▸ **Action item**
Nothing may differ between your reply and the listing that follows.

▸ **Input for this task**
----
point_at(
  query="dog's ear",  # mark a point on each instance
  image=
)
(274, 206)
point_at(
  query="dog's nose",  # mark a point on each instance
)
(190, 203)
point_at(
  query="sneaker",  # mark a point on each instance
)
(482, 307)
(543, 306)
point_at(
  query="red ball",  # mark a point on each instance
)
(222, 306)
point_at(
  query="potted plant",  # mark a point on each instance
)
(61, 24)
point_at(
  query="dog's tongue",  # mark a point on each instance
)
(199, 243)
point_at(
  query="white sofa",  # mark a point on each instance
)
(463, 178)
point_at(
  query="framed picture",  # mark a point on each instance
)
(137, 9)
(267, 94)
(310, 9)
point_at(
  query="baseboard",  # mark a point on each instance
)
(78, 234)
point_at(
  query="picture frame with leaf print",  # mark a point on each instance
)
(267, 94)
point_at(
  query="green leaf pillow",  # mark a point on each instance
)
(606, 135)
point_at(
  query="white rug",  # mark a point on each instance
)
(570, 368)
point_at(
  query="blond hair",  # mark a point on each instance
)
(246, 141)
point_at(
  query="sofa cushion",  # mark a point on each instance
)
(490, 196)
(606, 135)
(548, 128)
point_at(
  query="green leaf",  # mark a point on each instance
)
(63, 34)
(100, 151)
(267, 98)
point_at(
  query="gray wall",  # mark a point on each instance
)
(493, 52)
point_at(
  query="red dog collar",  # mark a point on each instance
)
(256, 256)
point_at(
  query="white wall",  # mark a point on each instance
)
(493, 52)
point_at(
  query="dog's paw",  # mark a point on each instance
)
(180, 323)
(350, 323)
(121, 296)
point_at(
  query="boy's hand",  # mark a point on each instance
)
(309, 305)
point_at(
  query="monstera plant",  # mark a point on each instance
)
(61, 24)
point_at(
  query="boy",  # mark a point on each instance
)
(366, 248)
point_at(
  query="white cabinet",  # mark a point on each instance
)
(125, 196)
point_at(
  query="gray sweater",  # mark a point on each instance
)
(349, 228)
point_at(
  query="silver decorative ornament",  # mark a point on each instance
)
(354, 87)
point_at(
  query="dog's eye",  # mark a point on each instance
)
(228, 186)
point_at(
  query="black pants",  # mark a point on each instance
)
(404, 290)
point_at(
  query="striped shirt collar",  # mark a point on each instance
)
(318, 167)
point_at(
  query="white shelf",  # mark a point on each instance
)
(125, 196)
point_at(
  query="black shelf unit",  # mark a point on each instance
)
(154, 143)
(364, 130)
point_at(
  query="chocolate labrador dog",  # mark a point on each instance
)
----
▸ **Result**
point_at(
  query="dog's ear",  # mark a point on each instance
  image=
)
(274, 206)
point_at(
  query="dog's nose",  # mark a point on each instance
)
(190, 203)
point_at(
  query="sneaker",  # mark a point on each instance
)
(482, 307)
(543, 306)
point_at(
  query="red ball",  # mark a point on each instance
)
(222, 306)
point_at(
  query="potted plant",  # mark a point on each instance
)
(61, 24)
point_at(
  query="dog's tongue",  # mark a point on each instance
)
(199, 243)
point_at(
  query="white sofa",  # mark a point on each instance
)
(463, 178)
point_at(
  query="framed picture",  # mark a point on each instance
)
(137, 9)
(267, 94)
(310, 9)
point_at(
  query="baseboard",  # mark a point on each instance
)
(78, 234)
point_at(
  query="picture frame with leaf print",  # mark a point on each instance
)
(267, 94)
point_at(
  query="green leaf pillow",  # mark a point on each instance
)
(606, 135)
point_at(
  query="white rug",  # mark a point on each instance
)
(570, 368)
point_at(
  query="blond hair",  # mark a point on each instance
)
(246, 141)
point_at(
  query="sofa cushion",  # mark a point on each instance
)
(490, 196)
(606, 135)
(548, 128)
point_at(
  query="green leaf",  # mark a point on each instance
)
(63, 34)
(100, 151)
(267, 98)
point_at(
  query="gray wall",  # mark a point on each instance
)
(493, 52)
point_at(
  query="red dog collar",  # mark a point on each instance
)
(256, 256)
point_at(
  query="white wall",  # mark a point on each instance
)
(493, 52)
point_at(
  query="dog's paw",  # mark a point on each instance
)
(180, 323)
(350, 323)
(121, 296)
point_at(
  query="boy's hand",  # mark a point on each instance
)
(309, 305)
point_at(
  query="monstera plant",  # mark a point on each instance
)
(61, 24)
point_at(
  query="boy",  # mark a point on each instance
)
(366, 248)
point_at(
  query="white cabinet",  # mark a point on each instance
)
(125, 196)
point_at(
  query="gray sweater",  # mark a point on each instance
)
(349, 228)
point_at(
  query="silver decorative ornament",  # mark a point on each instance
)
(354, 87)
point_at(
  query="dog's eye",  # mark a point on each instance
)
(228, 186)
point_at(
  query="black pants",  # mark a point on each instance
)
(404, 290)
point_at(
  query="striped shirt collar",  # mark a point on each instance
)
(318, 167)
point_at(
  query="white shelf",  # mark a point on each instance
)
(125, 196)
point_at(
  query="black shelf unit",  # mark a point on each instance
)
(154, 143)
(364, 130)
point_at(
  query="chocolate labrador dog",  # mark a point on each instance
)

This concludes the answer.